Arras, la statuaire de dévotion

Nord - Pas-de-Calais Arras, la statuaire de dévotion Nord - Pas-de-Calais XVe-XVIe siècles

Au XVe siècle, l'évolution du sentiment religieux, la création de dévotions nouvelles, le déve1oppement des confréries amènent les imagiers à produire de nombreuses statues de saints patrons et protecteurs. Pour les représenter, on abandonne les grandes chasubles à plis et la beauté idéale des siècles passés et on les pare de plus en plus des costumes et attitudes des contemporains. La dévotion par laquelle s'exprime la sensibilité religieuse populaire porte alors la marque de cette tendresse presque charnelle pour l'humanité des saints et du Christ.
L'activité artistique est intense en Artois et en Flandre Le bois, abondant et facile à travailler, occupe le premier plan de la production. Les statues de saints sont très nombreuses avant les destructions du XVIe siècle, de la Révolution ou du XIXe siècle. Au XVIe siècle, la moindre église de la région en a une dizaine. Les confréries favorisent cette prolifération et si jusqu'au XIVe siècle, la Vierge, sainte Catherine et saint Michel sont presque seuls à faire l'objet de statues isolées, cette pratique s'étend à la fin du Moyen-âge à de nombreux saints.

Vierge de douleur; statue; 15ème; musée d'Arras
Vierge de douleur; statue; 15ème; musée d'Arras


Le problème du lieu de fabrication de ces oeuvres n'est pas résolu. Le Brabant et la Flandre ont imposé leur esthétique, mais on ne peut en déduire que toutes les statues qui peuplaient les églises étaient importées. Il n'est pas interdit de supposer l'existence d'ateliers locaux, de huchiers (sculpteurs sur bois) comme ceux de Bomy, Hesdin et Saint-Omer dûment attestés aux XVIIe et XVIIIe siècles.
Les Vierges à l'Enfant sont évidemment très nombreuses. Deux statues d'applique, au dos évidé, sont présentées : celle qui provient de Dury (n°61) a conservé sa dorure et sa polychromie. Elle est caractéristique de la sculpture brabançonne de la fin du Moyen Age : plis multiples, cassés, aux bouillonnements enchevêtrés, visage régulier, petit menton rond et yeux légèrement bridés rappellent la peinture nordique de la même époque.

◆ CONSIGNES
1 – D'après le texte sur la statuaire de dévotion à Arras, quel matériau occupe le premier plan de la production en Artois et en Flandre ?
2 – Selon le texte sur la statuaire de dévotion à Arras, pourquoi les imagiers du XVe siècle produisent-ils de nombreuses statues de saints patrons et protecteurs ?
3 – Reprenez le texte sur la statuaire de dévotion à Arras après sa dernière phrase et poursuivez-le.

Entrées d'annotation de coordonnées

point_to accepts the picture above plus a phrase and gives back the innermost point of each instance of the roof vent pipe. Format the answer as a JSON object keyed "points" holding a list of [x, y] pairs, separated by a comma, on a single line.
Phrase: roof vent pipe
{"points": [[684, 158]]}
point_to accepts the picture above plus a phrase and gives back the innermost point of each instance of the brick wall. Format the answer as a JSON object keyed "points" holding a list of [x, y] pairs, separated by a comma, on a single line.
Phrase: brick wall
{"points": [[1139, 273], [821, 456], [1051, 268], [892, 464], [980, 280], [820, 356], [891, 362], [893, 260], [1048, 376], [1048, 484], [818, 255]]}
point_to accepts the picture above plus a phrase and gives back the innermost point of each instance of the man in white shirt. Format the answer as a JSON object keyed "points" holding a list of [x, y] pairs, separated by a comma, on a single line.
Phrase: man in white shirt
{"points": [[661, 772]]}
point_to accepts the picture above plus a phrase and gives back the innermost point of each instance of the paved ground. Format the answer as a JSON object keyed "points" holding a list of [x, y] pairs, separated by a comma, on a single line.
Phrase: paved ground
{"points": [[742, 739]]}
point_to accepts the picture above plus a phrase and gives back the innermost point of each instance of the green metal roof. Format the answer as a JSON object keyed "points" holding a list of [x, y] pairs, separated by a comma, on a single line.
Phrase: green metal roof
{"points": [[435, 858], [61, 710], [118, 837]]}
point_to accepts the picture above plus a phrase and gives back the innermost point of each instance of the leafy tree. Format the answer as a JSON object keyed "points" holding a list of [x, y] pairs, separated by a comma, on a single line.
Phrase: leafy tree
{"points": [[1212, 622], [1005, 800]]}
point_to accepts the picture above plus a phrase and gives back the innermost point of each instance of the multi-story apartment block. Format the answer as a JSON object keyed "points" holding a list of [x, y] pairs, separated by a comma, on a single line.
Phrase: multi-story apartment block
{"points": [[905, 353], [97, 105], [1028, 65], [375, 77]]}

◆ CORRIGÉ
1 – Le bois.

2 – L'évolution du sentiment religieux, la création de dévotions nouvelles et le développement des confréries les amènent à produire ces statues.

3 –
Saint Christophe (n°34) d'un art rustique et savoureux, est tout à fait représentatif de la production courante. Le géant, à la silhouette massive, retient de la main gauche un pan de son manteau, et s'aide du traditionnel bâton pour sa pénible traversée. Sur son épaule, le Christ enfant, le globe terrestre à la main, s'appuie sur la tête du saint. A ses pieds, la sirène évoque tentation, luxure et péché.
Saint Georges (n°32) témoigne d'un art plus raffiné. Le saint, svelte et souple, aux traits juvéniles, terrasse dragon d'un coup de lance. Contrairement à l'iconographie la plus fréquente, qui le montre en cavalier, il est ici debout, les pieds posés sur le monstre pour mieux le maîtriser, dans une pose qui est celle que les artistes donnent en général à saint Michel. La minutie du traitement du costume fournit un intéressant document sur la panoplie d'un chevalier du XVe siècle corselet et braconnière, cuissards, genouillères et jambières, pieds chaussés de solerets.

Saint-Georges terrassant le dragon, musée d'Arras
Saint-Georges terrassant le dragon, musée d'Arras


Saint Sébastien (n°33), d'une grandeur tragique, contraste avec le charme délicat du saint Georges. Le martyr, attaché par les bras (aujourd'hui disparus) à son tronc d'arbre, est vêtu d'un simple pagne, donnant ainsi prétexte à une étude anatomique dont le goût renaît à la fin du Moyen Age. L'artiste a su utiliser, avec une science accomplie les veines du bois, soulignant le torse bombé, le visage anguleux et torturé. Le style indique une provenance du Nord et son caractère expressionniste oriente même plus précisément vers un artiste germanique.

Saint Sébastien, musée d'Arras
Saint Sébastien, musée d'Arras


La dévotion se répand également pour le cycle de la Passion douloureuse de Jésus. La méditation s'attarde sur les souffrances du Christ à la suite des textes de maître Eckhardt (mort en 1327) et d'Henri Suso, deux maîtres à penser de la fin du Moyen Age. Cette dévotion moderne suscite une veine de sculpture réaliste et pathétique dont témoignent ici les deux statues de saint Jean et Marie (n°41-42) qui devaient entourer le calvaire d'une poutre de gloire.
Le thème de la Pieta (n°45) trouve également son épanouissement à cette époque. L'idée d'une Passion de la Vierge, parallèle à celle du Christ, est une idée favorite des mystiques que nous venons d'évoquer. La figure de la mère portant sur ses genoux le cadavre de son fils, apparue dans les manuscrits v ers 13809 résume ainsi la Passion de la mère de Dieu.

Piéta, musée d'Arras
Piéta, musée d'Arras


La plupart des Pieta furent réalisées à la fin du XVe siècle et dans les premières années du XVIe siècle. A la fin de la même époque se développent les confréries de Notre-Dame de Pitié. Le corps du Christ d'une rigidité cadavérique, une expression de douleur très forte confèrent à ces sculptures une charge émotive d'une grande densité.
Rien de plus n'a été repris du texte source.